YOUR TASK
Show all lines below holding the string "grass".

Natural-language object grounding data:
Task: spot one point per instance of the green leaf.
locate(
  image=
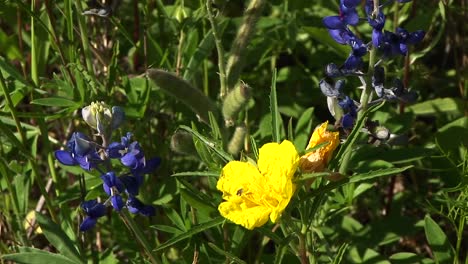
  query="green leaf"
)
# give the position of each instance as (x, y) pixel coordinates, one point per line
(194, 230)
(230, 257)
(339, 255)
(377, 174)
(438, 106)
(319, 33)
(57, 237)
(275, 116)
(183, 91)
(353, 135)
(167, 229)
(407, 258)
(56, 101)
(36, 256)
(196, 173)
(203, 51)
(438, 241)
(196, 201)
(210, 144)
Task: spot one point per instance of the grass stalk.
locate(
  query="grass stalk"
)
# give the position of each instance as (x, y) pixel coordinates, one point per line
(219, 49)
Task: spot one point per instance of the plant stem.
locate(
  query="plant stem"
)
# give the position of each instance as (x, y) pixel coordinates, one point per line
(302, 245)
(246, 30)
(219, 49)
(128, 220)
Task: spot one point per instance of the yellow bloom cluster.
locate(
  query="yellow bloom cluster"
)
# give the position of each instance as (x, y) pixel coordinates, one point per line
(253, 194)
(317, 160)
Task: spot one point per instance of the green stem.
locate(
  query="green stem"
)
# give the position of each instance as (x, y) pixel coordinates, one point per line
(219, 49)
(366, 93)
(128, 220)
(84, 39)
(11, 106)
(245, 32)
(302, 245)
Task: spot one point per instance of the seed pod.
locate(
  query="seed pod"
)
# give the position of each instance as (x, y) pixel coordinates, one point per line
(237, 140)
(235, 101)
(182, 143)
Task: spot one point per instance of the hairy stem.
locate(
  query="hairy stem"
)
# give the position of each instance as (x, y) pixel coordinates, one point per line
(219, 49)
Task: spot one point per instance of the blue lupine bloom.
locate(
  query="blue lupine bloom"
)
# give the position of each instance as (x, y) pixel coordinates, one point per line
(135, 206)
(93, 210)
(354, 61)
(113, 187)
(397, 43)
(347, 16)
(81, 151)
(131, 155)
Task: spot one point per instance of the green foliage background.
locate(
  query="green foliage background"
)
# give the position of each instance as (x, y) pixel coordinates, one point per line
(54, 60)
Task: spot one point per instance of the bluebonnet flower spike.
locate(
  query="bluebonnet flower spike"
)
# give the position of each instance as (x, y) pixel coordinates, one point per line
(93, 210)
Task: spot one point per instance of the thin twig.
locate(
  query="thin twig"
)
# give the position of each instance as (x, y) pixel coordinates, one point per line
(219, 49)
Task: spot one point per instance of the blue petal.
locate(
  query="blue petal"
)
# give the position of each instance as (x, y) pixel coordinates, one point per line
(88, 223)
(333, 22)
(148, 210)
(415, 37)
(132, 184)
(376, 37)
(352, 62)
(351, 18)
(151, 165)
(93, 209)
(129, 160)
(351, 3)
(347, 121)
(117, 202)
(339, 35)
(118, 116)
(65, 158)
(115, 150)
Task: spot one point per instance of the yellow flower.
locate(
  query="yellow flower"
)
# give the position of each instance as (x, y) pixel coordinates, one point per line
(318, 159)
(254, 194)
(30, 218)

OUTPUT OF THE EXERCISE
Task: spot one point per instance of the grass stalk.
  query="grass stalk"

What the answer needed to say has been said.